What is expected >>
Print every line of the listing below verbatim, leaving out the pictures.

Records shown >>
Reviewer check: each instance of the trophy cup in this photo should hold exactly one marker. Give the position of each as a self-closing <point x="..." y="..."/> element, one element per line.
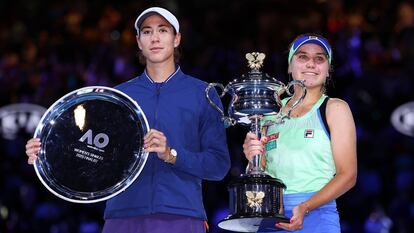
<point x="255" y="197"/>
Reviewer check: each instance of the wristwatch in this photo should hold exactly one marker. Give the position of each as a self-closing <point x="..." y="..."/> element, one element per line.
<point x="172" y="157"/>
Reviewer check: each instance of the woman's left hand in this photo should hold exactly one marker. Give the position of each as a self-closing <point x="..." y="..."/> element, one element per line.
<point x="296" y="221"/>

Answer to this task >>
Reviewer check: each instance of the trophy cup in this photo should hold exactly one marker. Give the position of each as a self-closing <point x="..." y="..."/> element, one element per line.
<point x="255" y="197"/>
Reviewer check: each instance of the wristwatch in this photo should hold exactly one marker. Give the position of each as a self-closing <point x="..." y="..."/> element, one element per line.
<point x="172" y="157"/>
Reviewer check: each instance of the woman's left hand in this photo should hold exactly one marker. Give the position of each as a self-closing <point x="..." y="..."/> element, one element per line.
<point x="296" y="221"/>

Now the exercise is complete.